(Image-grounded pointing data)
---
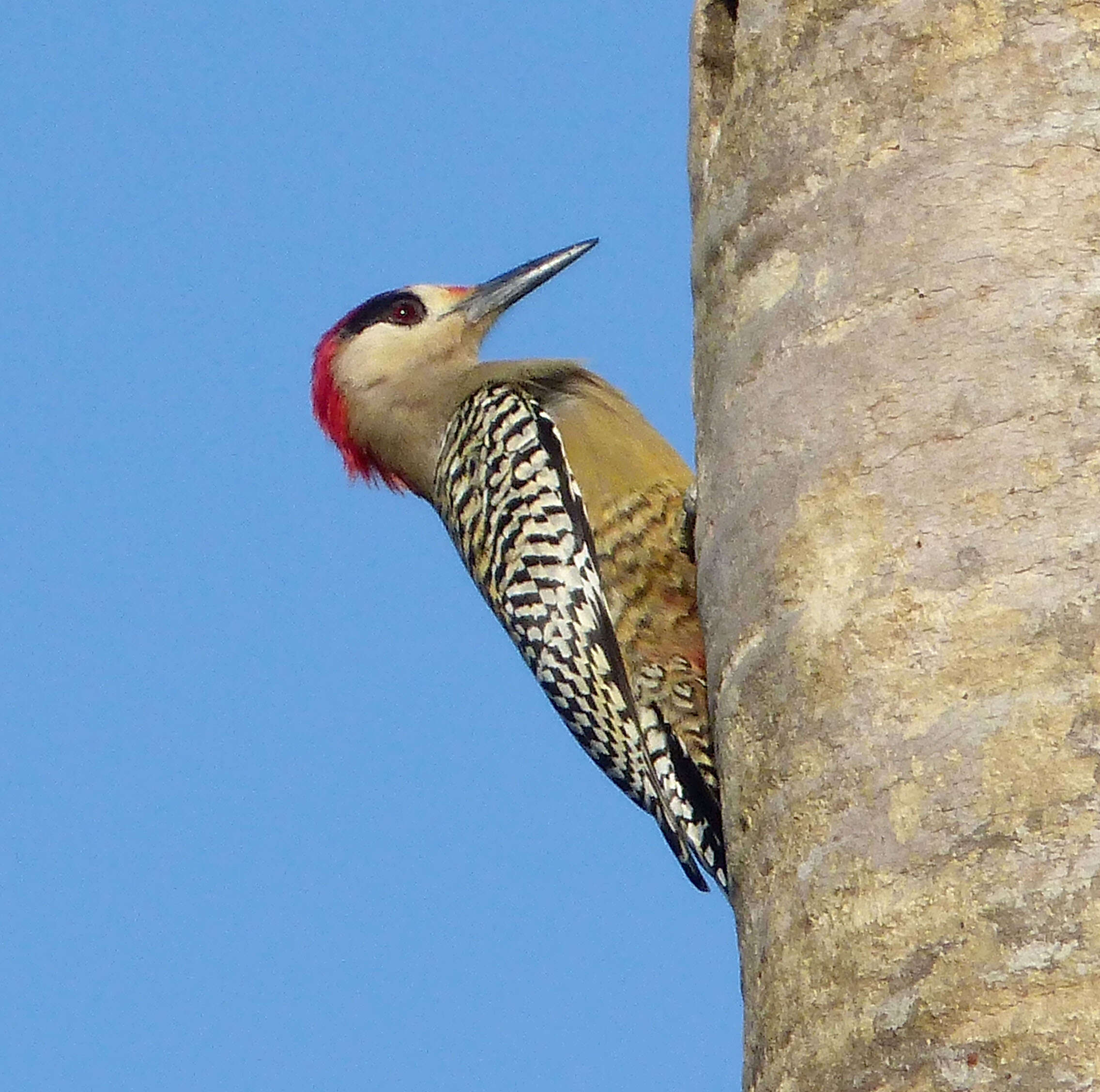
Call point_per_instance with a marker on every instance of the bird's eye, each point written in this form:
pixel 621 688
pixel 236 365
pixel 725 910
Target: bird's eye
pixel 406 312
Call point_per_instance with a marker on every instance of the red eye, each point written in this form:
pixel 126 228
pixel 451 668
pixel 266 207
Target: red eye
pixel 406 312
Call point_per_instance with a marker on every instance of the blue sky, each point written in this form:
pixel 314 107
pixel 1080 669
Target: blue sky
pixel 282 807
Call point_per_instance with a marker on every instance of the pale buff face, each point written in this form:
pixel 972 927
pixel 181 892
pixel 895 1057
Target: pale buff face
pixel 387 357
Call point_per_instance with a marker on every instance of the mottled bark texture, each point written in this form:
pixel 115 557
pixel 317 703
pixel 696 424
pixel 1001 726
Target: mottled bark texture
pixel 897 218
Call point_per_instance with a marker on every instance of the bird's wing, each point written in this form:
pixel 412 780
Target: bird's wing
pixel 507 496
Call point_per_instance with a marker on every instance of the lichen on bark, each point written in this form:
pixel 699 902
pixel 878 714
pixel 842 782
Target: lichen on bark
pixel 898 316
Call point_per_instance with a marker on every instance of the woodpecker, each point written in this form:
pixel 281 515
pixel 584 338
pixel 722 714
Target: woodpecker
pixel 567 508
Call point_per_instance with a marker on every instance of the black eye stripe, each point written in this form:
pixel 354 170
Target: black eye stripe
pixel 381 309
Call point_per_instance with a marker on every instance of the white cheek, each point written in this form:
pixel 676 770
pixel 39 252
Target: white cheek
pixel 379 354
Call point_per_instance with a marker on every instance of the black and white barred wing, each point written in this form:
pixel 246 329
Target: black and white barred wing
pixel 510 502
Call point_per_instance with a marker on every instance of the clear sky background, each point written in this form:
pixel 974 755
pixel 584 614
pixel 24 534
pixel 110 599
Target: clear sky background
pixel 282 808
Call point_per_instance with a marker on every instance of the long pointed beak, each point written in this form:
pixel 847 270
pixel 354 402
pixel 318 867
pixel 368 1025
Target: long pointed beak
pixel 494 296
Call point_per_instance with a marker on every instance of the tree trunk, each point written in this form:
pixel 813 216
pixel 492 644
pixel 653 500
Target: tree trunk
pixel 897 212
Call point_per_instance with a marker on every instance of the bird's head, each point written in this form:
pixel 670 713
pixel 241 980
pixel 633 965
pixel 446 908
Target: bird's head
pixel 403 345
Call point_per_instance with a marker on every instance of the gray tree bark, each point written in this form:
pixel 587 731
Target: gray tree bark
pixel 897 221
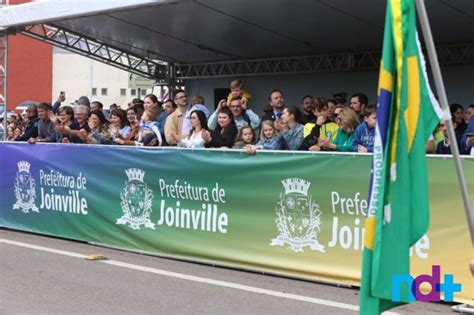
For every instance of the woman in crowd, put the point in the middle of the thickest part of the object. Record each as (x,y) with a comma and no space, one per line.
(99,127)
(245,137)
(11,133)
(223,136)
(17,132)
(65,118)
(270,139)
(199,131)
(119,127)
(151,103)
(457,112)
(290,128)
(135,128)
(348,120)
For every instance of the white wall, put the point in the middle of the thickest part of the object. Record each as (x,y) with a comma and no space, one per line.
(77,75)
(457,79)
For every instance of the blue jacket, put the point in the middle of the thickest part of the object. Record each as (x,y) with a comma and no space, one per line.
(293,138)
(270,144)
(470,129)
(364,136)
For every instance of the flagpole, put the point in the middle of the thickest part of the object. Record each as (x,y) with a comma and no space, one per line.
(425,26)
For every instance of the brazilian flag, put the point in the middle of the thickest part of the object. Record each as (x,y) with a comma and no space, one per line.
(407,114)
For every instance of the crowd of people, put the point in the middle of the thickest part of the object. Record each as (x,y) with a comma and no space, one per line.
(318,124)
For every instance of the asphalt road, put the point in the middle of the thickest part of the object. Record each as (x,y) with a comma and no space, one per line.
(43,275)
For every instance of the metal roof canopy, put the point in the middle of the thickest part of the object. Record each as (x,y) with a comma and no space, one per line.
---
Problem statement: Please reproduce the lines from the line with "pixel 412 780" to the line with "pixel 368 1025", both ends included, exactly as they appear above.

Response area:
pixel 412 780
Target: bird's wing
pixel 507 496
Call point_per_instance with a marker on every instance of the lichen on bark, each point written in this form:
pixel 699 902
pixel 878 714
pixel 842 782
Target: lichen on bark
pixel 898 316
Call point_per_instance with a marker on every instance of the woodpecker, each point written in this form:
pixel 281 515
pixel 584 338
pixel 722 714
Target: woodpecker
pixel 567 508
Call point_per_instance with a marker on every instance of the black eye stripe, each point written in this form:
pixel 354 170
Target: black eye stripe
pixel 381 309
Call point_per_instance with a marker on every instance of the white cheek, each point written in this form:
pixel 676 770
pixel 39 252
Target: white cheek
pixel 379 354
Call point_per_instance with a marker on every instance of the black and white barred wing, each point written in this form:
pixel 246 329
Target: black and white barred wing
pixel 510 502
Call point_per_instance with a marker on every instance of the clear sky background, each point written in this form:
pixel 974 755
pixel 584 614
pixel 24 534
pixel 110 599
Target: clear sky background
pixel 282 808
Call point_per_instance with a marker on every instance of the long pointed beak, each point written in this form:
pixel 847 270
pixel 354 402
pixel 318 867
pixel 368 1025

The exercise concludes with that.